*Requirement*
Starting with the first line of the entries and going on through the line with "x=330, y=94", write out every line again, requests included. In the answers, multiply each x and y coordinate by 0.95 and round it to a whole number with halves rounded up, leaving the requests and their format samples unchanged.

*Exercise material*
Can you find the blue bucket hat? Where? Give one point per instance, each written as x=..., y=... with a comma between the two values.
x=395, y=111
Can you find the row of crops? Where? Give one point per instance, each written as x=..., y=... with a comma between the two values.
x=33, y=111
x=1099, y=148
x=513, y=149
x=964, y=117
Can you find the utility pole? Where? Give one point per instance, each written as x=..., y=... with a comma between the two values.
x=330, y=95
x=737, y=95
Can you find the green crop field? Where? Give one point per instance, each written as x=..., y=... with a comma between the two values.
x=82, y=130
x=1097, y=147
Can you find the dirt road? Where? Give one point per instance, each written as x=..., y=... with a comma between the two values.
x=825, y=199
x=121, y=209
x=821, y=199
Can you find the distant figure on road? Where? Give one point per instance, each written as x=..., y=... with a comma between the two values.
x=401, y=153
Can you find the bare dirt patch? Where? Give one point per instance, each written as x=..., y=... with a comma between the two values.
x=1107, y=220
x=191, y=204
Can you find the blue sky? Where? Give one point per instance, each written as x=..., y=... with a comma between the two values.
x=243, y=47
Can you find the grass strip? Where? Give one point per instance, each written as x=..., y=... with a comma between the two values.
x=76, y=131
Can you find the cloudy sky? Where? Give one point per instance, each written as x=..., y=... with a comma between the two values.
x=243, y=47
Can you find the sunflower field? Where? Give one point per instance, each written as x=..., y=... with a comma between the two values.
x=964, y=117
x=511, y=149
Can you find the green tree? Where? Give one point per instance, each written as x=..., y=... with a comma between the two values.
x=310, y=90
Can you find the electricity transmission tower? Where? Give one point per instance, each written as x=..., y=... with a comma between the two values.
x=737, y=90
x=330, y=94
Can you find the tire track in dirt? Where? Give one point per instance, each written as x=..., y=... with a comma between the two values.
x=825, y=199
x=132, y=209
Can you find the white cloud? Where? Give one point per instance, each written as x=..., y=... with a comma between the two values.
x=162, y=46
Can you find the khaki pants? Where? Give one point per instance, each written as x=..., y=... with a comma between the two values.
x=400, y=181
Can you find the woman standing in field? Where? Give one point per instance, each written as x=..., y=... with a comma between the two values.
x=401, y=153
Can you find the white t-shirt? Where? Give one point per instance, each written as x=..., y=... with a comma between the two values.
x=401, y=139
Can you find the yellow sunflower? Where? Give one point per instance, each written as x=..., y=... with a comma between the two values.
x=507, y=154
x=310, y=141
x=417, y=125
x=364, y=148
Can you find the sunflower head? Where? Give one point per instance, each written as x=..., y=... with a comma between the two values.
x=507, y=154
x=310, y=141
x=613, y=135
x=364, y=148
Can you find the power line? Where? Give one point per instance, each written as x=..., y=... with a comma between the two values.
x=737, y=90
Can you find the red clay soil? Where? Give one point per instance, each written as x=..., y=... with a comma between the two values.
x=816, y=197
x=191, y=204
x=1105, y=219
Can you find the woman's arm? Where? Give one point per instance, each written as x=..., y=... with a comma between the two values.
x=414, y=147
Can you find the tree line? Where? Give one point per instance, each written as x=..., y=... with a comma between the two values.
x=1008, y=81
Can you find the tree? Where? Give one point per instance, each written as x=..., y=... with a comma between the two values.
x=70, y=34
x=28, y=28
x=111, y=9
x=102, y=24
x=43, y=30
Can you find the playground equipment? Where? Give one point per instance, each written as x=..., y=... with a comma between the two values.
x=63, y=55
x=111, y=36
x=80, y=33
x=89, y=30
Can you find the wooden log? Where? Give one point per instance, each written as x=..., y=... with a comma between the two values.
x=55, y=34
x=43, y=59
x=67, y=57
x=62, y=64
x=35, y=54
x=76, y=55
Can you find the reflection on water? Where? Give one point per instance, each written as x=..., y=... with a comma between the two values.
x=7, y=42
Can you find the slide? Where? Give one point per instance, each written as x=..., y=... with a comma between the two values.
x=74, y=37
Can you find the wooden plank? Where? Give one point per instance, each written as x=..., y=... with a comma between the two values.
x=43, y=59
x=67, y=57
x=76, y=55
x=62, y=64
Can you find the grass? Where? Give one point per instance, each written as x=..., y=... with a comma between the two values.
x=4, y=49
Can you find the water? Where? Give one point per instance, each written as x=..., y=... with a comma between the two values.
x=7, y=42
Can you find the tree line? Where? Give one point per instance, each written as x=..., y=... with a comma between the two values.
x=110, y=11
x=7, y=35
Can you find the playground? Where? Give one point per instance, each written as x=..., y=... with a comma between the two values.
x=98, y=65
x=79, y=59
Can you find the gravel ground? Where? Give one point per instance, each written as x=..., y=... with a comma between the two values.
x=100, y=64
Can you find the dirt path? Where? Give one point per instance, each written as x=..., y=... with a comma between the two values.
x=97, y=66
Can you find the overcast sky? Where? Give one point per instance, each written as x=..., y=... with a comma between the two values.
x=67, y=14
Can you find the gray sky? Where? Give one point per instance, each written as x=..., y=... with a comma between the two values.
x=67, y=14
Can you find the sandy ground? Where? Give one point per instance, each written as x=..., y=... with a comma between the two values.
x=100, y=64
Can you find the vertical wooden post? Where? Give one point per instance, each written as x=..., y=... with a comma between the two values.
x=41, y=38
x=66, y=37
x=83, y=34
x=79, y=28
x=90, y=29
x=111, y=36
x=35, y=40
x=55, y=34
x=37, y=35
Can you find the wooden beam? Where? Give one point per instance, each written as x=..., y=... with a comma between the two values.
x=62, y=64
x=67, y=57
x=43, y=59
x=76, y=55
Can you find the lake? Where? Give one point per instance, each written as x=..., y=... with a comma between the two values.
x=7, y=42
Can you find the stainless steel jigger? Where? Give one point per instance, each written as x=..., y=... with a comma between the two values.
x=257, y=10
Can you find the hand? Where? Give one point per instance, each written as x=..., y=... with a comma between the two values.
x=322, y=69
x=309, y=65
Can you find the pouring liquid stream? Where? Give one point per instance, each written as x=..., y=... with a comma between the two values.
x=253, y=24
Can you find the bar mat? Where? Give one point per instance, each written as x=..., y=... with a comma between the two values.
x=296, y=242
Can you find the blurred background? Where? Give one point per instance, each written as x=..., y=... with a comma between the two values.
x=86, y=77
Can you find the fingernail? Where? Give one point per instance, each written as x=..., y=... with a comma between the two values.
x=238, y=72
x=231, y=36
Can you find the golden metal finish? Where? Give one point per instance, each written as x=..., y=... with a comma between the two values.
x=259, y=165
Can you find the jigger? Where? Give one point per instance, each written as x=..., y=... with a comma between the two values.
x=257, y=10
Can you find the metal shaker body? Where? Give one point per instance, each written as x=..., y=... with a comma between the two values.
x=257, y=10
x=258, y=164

*Answer to this problem*
Can you find the blue bucket hat? Where? Give one point per instance, each written as x=..., y=... with a comma between the two values.
x=375, y=105
Can you find the row of crops? Where? Give one point per instance, each written as x=..., y=... with a comma between the two values.
x=31, y=105
x=1044, y=141
x=487, y=142
x=916, y=111
Can you find the utility pole? Where? Give one point per instance, each written as x=..., y=... with a comma between the two values.
x=314, y=90
x=700, y=90
Can you find the green crop field? Where? Give one point per instance, each written as x=..., y=... with a comma between the two values.
x=78, y=124
x=1042, y=140
Can you find the dirt road? Where? Give one point per instance, each written as x=..., y=... with a comma between the two values.
x=784, y=189
x=115, y=199
x=780, y=189
Can you find the distant figure on road? Where? Give one point per instance, each written as x=..., y=... with a comma between the two values.
x=381, y=145
Can you find the bare dirt patch? Where? Give one point per instance, each written as x=..., y=... with a comma between the two values.
x=1052, y=209
x=181, y=194
Can you find the blue sky? Where? Give one point per instance, each written as x=..., y=... with a comma between the two values.
x=231, y=45
Can you find the grass strip? Where? Give one point per instance, each written as x=..., y=... with a comma between the two values.
x=72, y=124
Can you find the cloudy sky? Where? Give one point per instance, each written as x=..., y=... with a comma between the two values.
x=231, y=45
Can you find the sunflower field? Where? Give one point per instance, each written as x=..., y=... with a comma between the two values.
x=916, y=111
x=485, y=142
Can you find the green tree? Where? Give one point per instance, each written as x=..., y=... with a comma between the two values.
x=295, y=86
Can you find the electricity transmission tower? Where? Give one point per instance, each written as x=..., y=... with a comma between the two values.
x=700, y=86
x=314, y=89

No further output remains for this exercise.